_TASK DIRECTIONS_: Your task is to return all the entries below exactly, with every picture omitted.

(Referring expression pointing data)
----
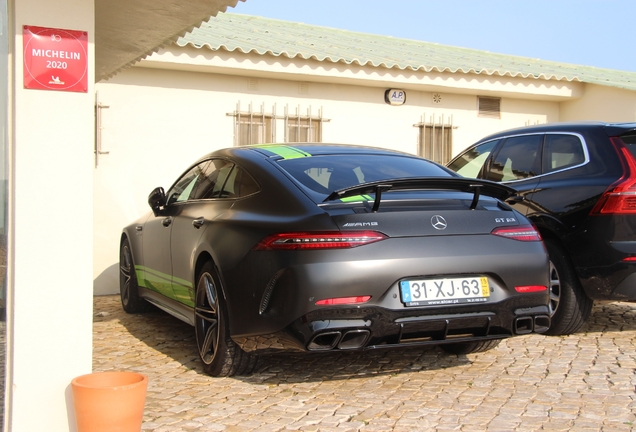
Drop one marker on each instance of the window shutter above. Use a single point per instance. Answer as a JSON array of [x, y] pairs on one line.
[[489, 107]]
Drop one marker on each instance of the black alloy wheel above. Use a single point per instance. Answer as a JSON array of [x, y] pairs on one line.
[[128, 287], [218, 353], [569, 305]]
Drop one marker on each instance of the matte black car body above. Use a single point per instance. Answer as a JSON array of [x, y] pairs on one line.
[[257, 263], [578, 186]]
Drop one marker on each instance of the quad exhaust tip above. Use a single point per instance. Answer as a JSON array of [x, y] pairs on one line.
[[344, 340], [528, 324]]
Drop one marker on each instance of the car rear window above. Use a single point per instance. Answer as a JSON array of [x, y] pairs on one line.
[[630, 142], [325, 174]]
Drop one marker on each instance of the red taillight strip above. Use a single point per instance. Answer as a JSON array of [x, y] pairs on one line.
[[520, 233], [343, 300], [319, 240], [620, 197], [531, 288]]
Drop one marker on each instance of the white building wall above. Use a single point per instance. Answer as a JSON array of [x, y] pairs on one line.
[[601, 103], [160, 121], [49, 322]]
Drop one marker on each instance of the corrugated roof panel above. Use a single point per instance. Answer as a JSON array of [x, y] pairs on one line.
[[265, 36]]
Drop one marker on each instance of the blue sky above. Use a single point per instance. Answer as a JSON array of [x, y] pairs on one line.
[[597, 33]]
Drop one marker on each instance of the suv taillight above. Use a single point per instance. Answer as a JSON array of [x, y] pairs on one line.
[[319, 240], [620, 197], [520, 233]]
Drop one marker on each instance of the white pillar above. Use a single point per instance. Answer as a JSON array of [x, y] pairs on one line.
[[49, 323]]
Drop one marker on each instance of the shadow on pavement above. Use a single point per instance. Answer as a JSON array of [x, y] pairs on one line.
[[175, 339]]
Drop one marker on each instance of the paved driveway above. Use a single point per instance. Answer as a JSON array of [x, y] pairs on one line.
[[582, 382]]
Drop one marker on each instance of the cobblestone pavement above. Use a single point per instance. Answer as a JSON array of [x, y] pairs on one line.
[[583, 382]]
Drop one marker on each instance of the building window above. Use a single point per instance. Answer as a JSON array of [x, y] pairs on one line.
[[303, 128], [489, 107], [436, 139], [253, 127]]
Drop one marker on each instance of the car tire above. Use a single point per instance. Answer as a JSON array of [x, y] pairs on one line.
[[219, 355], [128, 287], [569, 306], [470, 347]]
----
_TASK ANSWER_:
Drop one marker on each instance of the window shutter above. Use a single point per instance. Answer as a JSON array of [x, y] pairs on one line.
[[489, 107]]
Drop one marker on each instance of the black alloy wheel above. Use a single point per instance. Answer as a JSON array of [x, y] pairs on one line.
[[128, 287], [218, 353], [569, 305]]
Drop one marker on each instance of the matte black car body above. Use a single point per instance. Answer as a JSON array of [x, y] pairs on one line.
[[257, 263], [578, 186]]
Drop one marker on each instance of the quad exhaust tip above. Use a single point per instance. Answer as a JSON array of [x, y] pairs on one line.
[[344, 340], [528, 324]]
Drop one marker on each instance of the car rear window above. Use a single point per instance. Answer as a JSON array of [x, y] pairs on one line.
[[630, 142], [325, 174]]
Drop one marker on each instance of the red taillight strip above. Use a single point per instance. Answer as a JSON array of [x, y] pairs on one line.
[[520, 233], [343, 300], [319, 240], [620, 197], [531, 288]]
Drop one marker on each instance of the white building wall above. Use a single point per instance. Answer as a JSON array of [x, y] pairs on one line.
[[601, 103], [160, 121], [49, 322]]
Drop one marker on each instance of the corrugated roof panel above. Use a single point per instance. Answer as a JSON array of [x, y] pairs on one line.
[[265, 36]]
Drop one marker on each instance of the blue sky above. Use a single point per instance. Answer as a JSON array of [x, y] pairs on one line.
[[597, 33]]
Drop one marker on each instance of the suv taillight above. Use a single point per instance. Answer as a JSON array of [x, y] pairs on one line.
[[319, 240], [620, 197], [520, 233]]
Drop one marker on each instance of the white pillar above. Use a single point per instance. Answer as a JSON array of [x, y] pairs on one line.
[[49, 323]]
Drop one marker on each instance of the shadow on pavement above. Use a single point per instance. Answer as a JSON array of [x, y] pairs on one line.
[[175, 339]]
Drop one marker on each instance of the paved driveway above. Use a single point per instance. Answer as a JSON array of [x, y] pairs on one line.
[[582, 382]]
Drop one marker on each instance of the cobblestone pavement above. Use a single point per instance. Answer as a JSON array of [x, y] pairs on one line.
[[583, 382]]
Drop one marker on each instance of the building window above. Use a single point per instance. Answer as a JSON array of [x, y] pairs on one line.
[[303, 128], [489, 107], [436, 139], [253, 127]]
Drop one marker on each instance of the car tire above. Use a single point per instance. Answer as a JSON array of [x, y] pairs on one line.
[[219, 355], [128, 287], [569, 306], [470, 347]]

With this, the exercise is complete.